That doesn’t mean PHC won’t seek opportunities to improve or make any changes, Simpson said, “but fundamentally we’re still the same organization.” 

Since PHC was founded by Dr. Bery Engebretsen in 1981, the organization has been providing medical, dental and behavioral health services to the community, including those who face barriers to accessing care due to ability to pay, immigration status, or insurance. 

Simpson has been with PHC for over 12 years, serving as clinic director and director of clinic operations before stepping into executive roles. 

Before PHC, he worked as an inventory control and procurement specialist for Citigroup and he served nearly seven years in the U.S. Army. 

The Business Record talked with Simpson about his journey to a career in health care, his 12 years of experience working for Primary Health Care, and his new role. 

The Q&A has been lightly edited for brevity and clarity. 

Will you share about your background, where you grew up, and how you became interested in health care?

I moved around a lot as a kid. Iowa born. I was born and raised for the elementary years in Fort Dodge and then really spent the rest of my childhood in Clear Lake. I moved there in the sixth grade and graduated from Clear Lake High School. Growing up in that small town environment and being part of a small community was really special. I went to college at Iowa State for a couple of years. I think, as is the case with a lot of folks, sometimes you just don’t have an end goal in mind, or a lot of focus necessarily on what’s next. I didn’t feel like I had a lot of direction in those college years, so I looked around at what other opportunities there were and ended up joining the Army in 2003, joined active duty and did my training. I ended up moving to Germany, and in that time, I got married, and my wife came over to Germany with me. We lived over there for about three years. I did a one-year deployment in Iraq in 2007 and then we moved back stateside. I did a little stint in the Army Reserves, but during that time, I was trying to figure out what to do in my adult life. 

I took a corporate job working as a purchasing agent and started working on finishing my bachelor’s degree. I realized during that time that I really missed that sense of purpose and that sense of mission that the military provided, that sense of serving something and someone bigger than yourself. I started looking around for ‘Where can I recapture that feeling? Where can I get some of that sense of camaraderie that I’m missing?’ My wife was working in a labor and delivery unit, and just seeing the fulfillment that she had from that job and knowing the difference that she was making pointed me toward health care as that place to have that sense of purpose.  

I knew I wasn’t necessarily going to be a clinician, so I looked at what other opportunities there were. I had finished my bachelor’s degree by that time and looked for opportunities for a health care administration degree. I started working on my master’s and then started applying at the typical places, the bigger hospital systems, the well-known places, and just kind of happened across a posting for Primary Health Care. I put my application in, but I wasn’t hired. It was an internal hire who was hired for our east side clinic, but the hiring manager was like, ‘Hey, we think you’d probably be a good fit here. If another opportunity comes along, would you apply again?’ About a month later, an opportunity came along to be the clinic director at our Bery Engebretsen clinic on the south side. So I put my application in and was hired and have been here ever since.

How have all the different positions you’ve had here at PHC prepared you to become CEO?

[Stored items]
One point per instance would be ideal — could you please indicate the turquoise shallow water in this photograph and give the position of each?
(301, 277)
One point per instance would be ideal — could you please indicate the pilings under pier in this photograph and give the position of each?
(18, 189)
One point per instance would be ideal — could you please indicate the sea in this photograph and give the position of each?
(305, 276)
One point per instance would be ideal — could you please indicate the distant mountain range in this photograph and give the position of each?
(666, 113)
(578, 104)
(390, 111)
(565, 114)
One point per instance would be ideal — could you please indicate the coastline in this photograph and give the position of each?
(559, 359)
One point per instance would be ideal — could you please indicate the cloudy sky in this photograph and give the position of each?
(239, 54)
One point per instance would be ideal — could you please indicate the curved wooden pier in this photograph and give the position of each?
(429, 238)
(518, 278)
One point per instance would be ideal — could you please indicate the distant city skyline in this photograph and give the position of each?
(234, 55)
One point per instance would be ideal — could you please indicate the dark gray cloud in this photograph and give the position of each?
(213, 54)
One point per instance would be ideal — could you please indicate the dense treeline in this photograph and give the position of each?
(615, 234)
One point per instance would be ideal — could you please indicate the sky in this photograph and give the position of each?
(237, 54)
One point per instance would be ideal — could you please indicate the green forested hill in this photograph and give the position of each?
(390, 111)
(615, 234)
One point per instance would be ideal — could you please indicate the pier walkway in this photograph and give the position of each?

_Assigned task_
Extend the Primary Health Care interview with Simpson, picking up right after its last line. The records have no connection to the interview text.

_Output for this exercise_
Looking back from this vantage point, it would have been really hard for me to step into this position without having gone through all of those really formative experiences. Starting as a clinic director and getting a sense for how a clinic works operationally on the ground, and then I pivoted from that Bery Engebretsen clinic to our residency clinic and kind of learned a different facet of our clinic operations. Then I got to take a step up and see things from a little different vantage point; still not the 30,000-foot-view, but really understanding, ‘How do you manage? How do you support all of the clinics together and what their individual needs are?’ 

When I shifted to the director of operations, I really stepped out of the clinics completely and learned more about our programs. We have a couple of really large grant-funded programs. We have the Project, which is our Ryan White HIV program, and then we have our Homeless Supportive Services program. Both of those are incredibly unique and serve in a different way than our clinics serve more traditionally. It was an opportunity to understand how the other half of our organization works, and additionally, I got to support our facilities team and other departments that I just hadn’t been exposed to in that way before. It really provided a more well-rounded understanding of what it takes to run this organization, and I think especially the impact of decisions that are made, what the impact is on the organization broadly and not just one facet of the organization.

What do you enjoy most about working for Primary Health Care?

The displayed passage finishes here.